> PROBLEMS TO WORK ON
(a) Name every state where, according to the blog post on Republican election hopes, Republicans won recent ballot-box victories.
(b) Shift every coordinate in the answers by -52, and write out the records again, requests included, starting at the line that contains "pin on the sky" and ending at the end of the records.

> TEXT EXTRACT
━━━━━━

This entry was posted on 1/30/2010 6:33 PM and is filed under uncategorized.
Republicans have been drooling over their last few ballot-box victories
in New Jersey, Virginia, and Massachusets, stars twinkling in their
eyes as visions of 1994 dance in their heads and they see a big
landslide takeover of congress in the offing for them once again.
But the concrete steps their party is taking to make this dream come
true actually have more in common with the DEMOCRATIC congress of 1994
than with the Republicans.
As was the case with the Dems back then, the GOP leadership is old-fashioned and out of touch with mainstream Americans, their party has calcified into a more extreme version of itself to where it now demands party purity among those it supports for campaigns, and it grumbles and separates itself from a young, charismatic, more moderate and popular president in the White House.
A key component to the way in which Rahm Emmanuel and the DCCC built up
the Dem takeover in 2006 in the first place, and a BIG reason Barack
Obama won the White House in 2008--was an appeal to disgruntled
Republicans, moderate voters on both sides, and, basically, the vast
majority of Americans who sit in the middle on most issues and swing
slightly to the left or right on some things.
Maybe you're a fiscal conservative and pro-life but big on the
environment and think Gays should serve in the military if they want.

━━━━━━

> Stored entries

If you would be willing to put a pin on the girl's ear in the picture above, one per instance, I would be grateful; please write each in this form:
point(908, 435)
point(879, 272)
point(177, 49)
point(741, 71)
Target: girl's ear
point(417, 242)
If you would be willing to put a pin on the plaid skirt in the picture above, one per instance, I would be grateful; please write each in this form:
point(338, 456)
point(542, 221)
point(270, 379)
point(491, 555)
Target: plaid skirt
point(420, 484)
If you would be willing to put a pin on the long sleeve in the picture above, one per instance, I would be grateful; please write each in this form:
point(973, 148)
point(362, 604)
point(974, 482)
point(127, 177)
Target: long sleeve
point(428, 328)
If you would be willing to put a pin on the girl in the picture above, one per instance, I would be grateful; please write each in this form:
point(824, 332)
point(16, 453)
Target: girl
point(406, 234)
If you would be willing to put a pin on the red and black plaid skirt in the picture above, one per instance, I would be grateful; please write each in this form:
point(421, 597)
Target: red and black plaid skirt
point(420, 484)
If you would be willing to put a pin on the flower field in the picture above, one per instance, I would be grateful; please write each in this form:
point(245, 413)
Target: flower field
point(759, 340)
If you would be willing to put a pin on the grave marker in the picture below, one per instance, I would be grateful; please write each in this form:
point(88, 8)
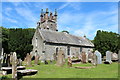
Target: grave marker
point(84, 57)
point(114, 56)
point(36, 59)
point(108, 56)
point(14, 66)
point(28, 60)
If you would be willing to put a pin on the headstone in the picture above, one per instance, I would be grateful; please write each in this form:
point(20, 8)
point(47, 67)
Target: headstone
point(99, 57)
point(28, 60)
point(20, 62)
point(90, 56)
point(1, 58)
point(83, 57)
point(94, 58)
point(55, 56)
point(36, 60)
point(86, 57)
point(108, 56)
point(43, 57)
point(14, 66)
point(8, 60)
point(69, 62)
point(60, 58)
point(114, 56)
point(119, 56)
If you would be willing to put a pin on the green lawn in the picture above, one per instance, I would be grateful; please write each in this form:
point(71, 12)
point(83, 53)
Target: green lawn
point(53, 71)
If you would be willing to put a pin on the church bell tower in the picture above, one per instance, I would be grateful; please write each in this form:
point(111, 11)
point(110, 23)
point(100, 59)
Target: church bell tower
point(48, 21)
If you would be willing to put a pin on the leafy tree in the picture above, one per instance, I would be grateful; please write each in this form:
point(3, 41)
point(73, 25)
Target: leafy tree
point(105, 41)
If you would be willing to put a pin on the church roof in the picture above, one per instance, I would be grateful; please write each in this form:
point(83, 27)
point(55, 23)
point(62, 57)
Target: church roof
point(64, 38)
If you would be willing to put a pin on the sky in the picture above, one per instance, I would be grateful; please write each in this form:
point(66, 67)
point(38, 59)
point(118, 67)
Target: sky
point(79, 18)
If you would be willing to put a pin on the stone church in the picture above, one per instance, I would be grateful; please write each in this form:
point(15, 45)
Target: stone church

━━━━━━

> RESPONSES BY TASK
(a) New Jersey, Virginia, Massachusets

(b)
If you would be willing to put a pin on the sky in the picture above, one per instance, I would be grateful; please write each in this form:
point(66, 67)
point(38, 59)
point(118, 67)
Target: sky
point(27, -34)
If you would be willing to put a pin on the stone church in the picture above, one per instance, I would be grateful; please write each in this form:
point(15, 45)
Target: stone church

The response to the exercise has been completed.